=== The problem ===
Quote every row below verbatim, first to last, and leave the pictures out.

=== Data entries ===
____

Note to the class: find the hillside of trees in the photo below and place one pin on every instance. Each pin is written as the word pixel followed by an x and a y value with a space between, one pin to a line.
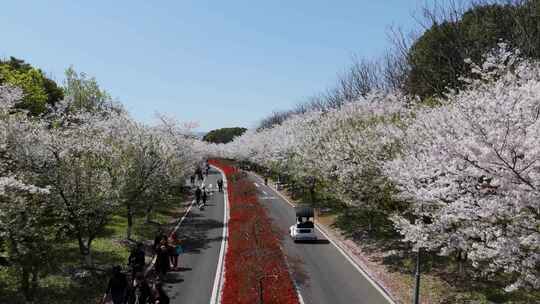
pixel 223 135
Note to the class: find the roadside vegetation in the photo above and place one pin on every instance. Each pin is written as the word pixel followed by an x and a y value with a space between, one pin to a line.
pixel 432 148
pixel 77 174
pixel 256 270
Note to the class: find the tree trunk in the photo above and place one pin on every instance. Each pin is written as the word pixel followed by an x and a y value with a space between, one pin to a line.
pixel 25 284
pixel 130 221
pixel 34 284
pixel 148 213
pixel 85 252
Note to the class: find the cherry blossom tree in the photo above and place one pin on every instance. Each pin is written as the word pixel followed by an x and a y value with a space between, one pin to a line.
pixel 469 170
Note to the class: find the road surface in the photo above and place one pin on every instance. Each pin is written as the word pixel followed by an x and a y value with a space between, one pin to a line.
pixel 202 232
pixel 325 275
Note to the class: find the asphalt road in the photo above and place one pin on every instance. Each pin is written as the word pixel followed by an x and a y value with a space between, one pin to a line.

____

=== Expected answer ===
Note to the class: find the hillside of trees in the photo below and place one pin on every instance. Each pin is written as the word pixel followed by an x and a y value with a space between, one pin to a line.
pixel 223 135
Note to the class: find the roadside vegetation in the photo above and place one pin on every instance. Each pin is written as the word pixel followed by an x and a y value with a space between, one pin to a line.
pixel 432 148
pixel 77 174
pixel 256 270
Note to the class: find the tree trunk in the photo above and place one pin on every instance. Each pin is written as the word pixel followed by an x and a y value with a space between, one pin to a line.
pixel 25 284
pixel 130 221
pixel 34 284
pixel 148 213
pixel 85 252
Note to the class: find the cherry blossom tree in the photo above and place one pin on every instance. Each pin is written as the word pixel followed by an x and a y value with a space between, one pin to a line.
pixel 469 170
Note to the class: find the road surface in the photo above and place one pin on every instance. Each pin is written as the word pixel followed by an x and a y value with a space between, one pin to a line.
pixel 202 232
pixel 325 275
Note to the class: find the asphalt road in the photo above and place one pin on every instance. Each pin is written as the word pixel followed by an x and a y value with a space between, one pin to a line.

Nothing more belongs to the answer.